| Object position labeling entries |
※
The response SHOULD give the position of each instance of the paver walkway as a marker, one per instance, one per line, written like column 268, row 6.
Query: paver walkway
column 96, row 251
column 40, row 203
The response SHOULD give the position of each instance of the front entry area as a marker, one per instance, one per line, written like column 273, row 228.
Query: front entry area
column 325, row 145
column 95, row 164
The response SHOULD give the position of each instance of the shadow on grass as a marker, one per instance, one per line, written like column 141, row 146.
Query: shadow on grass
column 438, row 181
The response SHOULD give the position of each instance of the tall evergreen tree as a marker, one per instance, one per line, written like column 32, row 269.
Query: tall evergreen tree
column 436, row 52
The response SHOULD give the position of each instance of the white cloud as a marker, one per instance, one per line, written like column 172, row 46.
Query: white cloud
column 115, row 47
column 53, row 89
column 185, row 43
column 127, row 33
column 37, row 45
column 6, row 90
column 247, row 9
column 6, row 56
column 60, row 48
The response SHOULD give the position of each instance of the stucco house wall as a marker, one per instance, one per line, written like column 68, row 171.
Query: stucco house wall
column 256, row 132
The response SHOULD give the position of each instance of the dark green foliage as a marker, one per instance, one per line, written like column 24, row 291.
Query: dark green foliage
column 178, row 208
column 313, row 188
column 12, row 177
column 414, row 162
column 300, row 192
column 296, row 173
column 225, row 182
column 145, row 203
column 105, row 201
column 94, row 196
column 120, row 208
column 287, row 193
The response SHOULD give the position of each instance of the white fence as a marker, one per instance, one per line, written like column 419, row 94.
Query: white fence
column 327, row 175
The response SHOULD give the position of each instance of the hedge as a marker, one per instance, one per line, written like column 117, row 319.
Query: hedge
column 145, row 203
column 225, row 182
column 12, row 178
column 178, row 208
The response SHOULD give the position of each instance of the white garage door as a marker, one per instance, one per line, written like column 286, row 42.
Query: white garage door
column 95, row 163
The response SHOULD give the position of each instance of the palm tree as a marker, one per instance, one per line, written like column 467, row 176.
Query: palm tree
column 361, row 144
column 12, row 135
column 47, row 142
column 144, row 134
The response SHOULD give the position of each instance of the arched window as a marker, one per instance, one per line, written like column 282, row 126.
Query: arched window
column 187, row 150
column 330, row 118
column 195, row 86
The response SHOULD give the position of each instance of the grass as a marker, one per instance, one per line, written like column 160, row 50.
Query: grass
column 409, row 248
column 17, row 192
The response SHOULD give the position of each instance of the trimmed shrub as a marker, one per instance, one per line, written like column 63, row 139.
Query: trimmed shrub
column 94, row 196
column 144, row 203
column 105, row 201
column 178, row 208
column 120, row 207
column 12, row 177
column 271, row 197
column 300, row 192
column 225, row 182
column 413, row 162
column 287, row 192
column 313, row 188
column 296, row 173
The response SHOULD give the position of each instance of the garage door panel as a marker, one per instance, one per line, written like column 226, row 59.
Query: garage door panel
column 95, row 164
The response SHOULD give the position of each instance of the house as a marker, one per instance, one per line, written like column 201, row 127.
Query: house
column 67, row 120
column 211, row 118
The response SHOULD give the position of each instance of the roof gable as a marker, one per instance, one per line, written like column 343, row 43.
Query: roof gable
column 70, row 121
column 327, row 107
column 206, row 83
※
| EXERCISE PROMPT |
Copy out word for word the lines in the entries above, from the line that contains "201, row 127." through the line that contains "column 211, row 118", including both of those lines.

| FINAL ANSWER |
The response SHOULD give the position of each instance of the house as a marker, one per instance, one per line, written like column 201, row 127.
Query: house
column 67, row 120
column 211, row 118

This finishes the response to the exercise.